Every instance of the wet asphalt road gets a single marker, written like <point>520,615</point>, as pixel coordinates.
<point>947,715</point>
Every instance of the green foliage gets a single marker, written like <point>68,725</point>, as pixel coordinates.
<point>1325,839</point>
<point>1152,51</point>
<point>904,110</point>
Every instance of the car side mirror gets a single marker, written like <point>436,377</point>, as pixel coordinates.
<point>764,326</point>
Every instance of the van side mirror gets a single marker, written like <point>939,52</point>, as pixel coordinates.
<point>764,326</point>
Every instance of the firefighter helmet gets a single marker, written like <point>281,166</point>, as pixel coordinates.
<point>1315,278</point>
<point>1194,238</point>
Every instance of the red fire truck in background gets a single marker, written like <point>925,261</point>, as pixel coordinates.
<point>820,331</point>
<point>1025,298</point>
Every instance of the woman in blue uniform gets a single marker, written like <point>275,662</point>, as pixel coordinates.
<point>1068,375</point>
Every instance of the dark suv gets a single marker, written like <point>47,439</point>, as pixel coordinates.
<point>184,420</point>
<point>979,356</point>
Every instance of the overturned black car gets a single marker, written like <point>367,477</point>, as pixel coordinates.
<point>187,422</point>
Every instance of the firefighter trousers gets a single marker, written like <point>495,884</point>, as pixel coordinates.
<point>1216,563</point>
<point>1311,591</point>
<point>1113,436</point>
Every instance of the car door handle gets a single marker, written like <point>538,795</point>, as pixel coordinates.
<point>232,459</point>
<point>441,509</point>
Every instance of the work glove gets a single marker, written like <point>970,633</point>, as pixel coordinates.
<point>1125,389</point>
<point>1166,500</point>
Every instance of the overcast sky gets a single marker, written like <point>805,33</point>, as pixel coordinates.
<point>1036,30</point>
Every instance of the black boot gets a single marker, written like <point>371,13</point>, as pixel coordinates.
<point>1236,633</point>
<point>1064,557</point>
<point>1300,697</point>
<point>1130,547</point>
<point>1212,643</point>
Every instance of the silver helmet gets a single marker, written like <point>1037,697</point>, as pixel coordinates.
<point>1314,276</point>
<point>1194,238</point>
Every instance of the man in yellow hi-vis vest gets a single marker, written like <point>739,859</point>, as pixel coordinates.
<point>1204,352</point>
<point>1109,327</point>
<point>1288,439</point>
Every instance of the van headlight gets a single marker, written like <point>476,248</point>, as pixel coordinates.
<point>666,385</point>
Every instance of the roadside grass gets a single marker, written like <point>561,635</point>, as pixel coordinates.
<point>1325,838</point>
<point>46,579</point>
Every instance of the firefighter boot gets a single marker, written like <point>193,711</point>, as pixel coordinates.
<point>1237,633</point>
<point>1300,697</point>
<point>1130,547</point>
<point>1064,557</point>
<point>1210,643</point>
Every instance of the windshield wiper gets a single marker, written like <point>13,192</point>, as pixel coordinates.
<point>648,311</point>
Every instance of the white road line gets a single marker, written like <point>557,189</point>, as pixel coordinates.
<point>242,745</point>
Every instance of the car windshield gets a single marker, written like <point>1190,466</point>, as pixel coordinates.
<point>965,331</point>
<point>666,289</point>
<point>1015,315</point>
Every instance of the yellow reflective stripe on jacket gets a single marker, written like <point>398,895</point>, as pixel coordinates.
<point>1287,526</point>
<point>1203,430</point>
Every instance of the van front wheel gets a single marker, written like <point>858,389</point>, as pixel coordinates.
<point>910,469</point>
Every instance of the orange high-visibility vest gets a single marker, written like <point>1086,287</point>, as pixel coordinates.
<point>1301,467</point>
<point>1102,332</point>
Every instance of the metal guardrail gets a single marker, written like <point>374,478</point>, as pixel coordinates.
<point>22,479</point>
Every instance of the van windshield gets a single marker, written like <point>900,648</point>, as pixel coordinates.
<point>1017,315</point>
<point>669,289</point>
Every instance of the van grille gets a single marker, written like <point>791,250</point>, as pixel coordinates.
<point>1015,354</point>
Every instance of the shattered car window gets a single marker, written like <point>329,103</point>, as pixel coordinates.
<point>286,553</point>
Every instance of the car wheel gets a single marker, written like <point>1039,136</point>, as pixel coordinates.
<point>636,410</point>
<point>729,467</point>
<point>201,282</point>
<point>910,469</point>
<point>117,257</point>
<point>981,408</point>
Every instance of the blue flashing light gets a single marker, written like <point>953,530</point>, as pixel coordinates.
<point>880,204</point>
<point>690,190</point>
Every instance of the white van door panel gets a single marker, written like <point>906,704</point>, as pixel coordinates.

Required action -
From the line with "Every instance of the blue" to the final line of the entries above, return every line exactly as written.

Reply -
Every instance of the blue flashing light gets a single marker, written like <point>953,530</point>, as pixel coordinates.
<point>880,204</point>
<point>690,190</point>
Every instance of the white van door panel gets a single marker, written like <point>906,704</point>, as pixel coordinates.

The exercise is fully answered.